**Ejercicio**
Reproduce palabra por palabra, por favor, todos los registros que aparecen a continuación.

**Datos para procesar**
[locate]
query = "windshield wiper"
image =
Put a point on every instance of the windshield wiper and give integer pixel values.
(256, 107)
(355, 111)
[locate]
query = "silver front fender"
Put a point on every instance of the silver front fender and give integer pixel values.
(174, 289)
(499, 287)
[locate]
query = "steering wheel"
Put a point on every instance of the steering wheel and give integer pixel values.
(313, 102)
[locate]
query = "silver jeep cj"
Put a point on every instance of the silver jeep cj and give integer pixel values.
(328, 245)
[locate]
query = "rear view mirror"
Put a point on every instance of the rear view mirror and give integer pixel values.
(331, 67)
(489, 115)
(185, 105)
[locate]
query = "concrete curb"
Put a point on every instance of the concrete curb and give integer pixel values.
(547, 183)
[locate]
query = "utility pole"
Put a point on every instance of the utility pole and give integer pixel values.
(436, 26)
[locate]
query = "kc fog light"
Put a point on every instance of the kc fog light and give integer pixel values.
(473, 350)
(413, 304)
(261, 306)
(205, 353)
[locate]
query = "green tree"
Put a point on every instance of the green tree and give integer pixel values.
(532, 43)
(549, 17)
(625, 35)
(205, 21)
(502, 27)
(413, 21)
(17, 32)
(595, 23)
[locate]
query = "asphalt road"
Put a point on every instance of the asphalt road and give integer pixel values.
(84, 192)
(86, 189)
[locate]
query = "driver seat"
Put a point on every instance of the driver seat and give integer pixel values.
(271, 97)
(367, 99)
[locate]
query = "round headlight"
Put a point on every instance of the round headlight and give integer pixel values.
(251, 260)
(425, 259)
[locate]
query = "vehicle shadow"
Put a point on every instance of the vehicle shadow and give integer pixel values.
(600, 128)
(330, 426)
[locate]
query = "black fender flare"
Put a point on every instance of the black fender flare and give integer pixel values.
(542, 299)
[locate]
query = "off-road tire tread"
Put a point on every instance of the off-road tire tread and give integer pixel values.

**Solución del ejercicio**
[locate]
query = "windshield wiper"
image =
Put a point on every instance of the windshield wiper and give integer pixel values.
(256, 107)
(355, 111)
[locate]
query = "silver front fender"
Put a point on every instance of the silver front fender and give integer pixel values.
(174, 289)
(499, 287)
[locate]
query = "steering wheel"
Put a point on every instance of the steering wheel and give integer pixel values.
(313, 102)
[locate]
query = "silver jeep cj"
Put a point on every instance of the silver jeep cj and give integer pixel values.
(328, 245)
[locate]
query = "rear view mirror"
Put a point on every instance of the rear view mirror and give integer pixel values.
(331, 67)
(489, 115)
(185, 105)
[locate]
query = "concrete curb"
Put a point on every instance of the concrete curb and give integer pixel values.
(547, 183)
[locate]
query = "utility pole"
Put a point on every instance of the utility pole and give integer pixel values.
(436, 26)
[locate]
query = "kc fog light"
Put a point on every instance of the kc fog light and give integer pixel values.
(473, 350)
(413, 304)
(261, 306)
(205, 353)
[locate]
query = "green tree"
Put a point on every instance of the green tree and give integer pixel values.
(532, 43)
(549, 17)
(625, 35)
(205, 21)
(502, 27)
(413, 21)
(17, 32)
(595, 23)
[locate]
query = "asphalt road"
Put a point on every instance of the asphalt road and give integer pixel values.
(84, 192)
(86, 189)
[locate]
query = "driver seat"
Put a point on every instance of the driver seat and give integer pixel values.
(271, 97)
(367, 99)
[locate]
query = "round headlight"
Put a point on every instance of the round headlight and give integer pixel values.
(251, 260)
(425, 259)
[locate]
query = "vehicle shadow"
Put a point on every instance of the vehicle shadow and give integer pixel values.
(600, 128)
(330, 426)
[locate]
query = "black fender flare"
Put a point on every instance of the black fender flare and give integer pixel values.
(542, 299)
[locate]
query = "off-road tire tread"
Put a point on every instance of the off-road tire tread and give integer pixel values.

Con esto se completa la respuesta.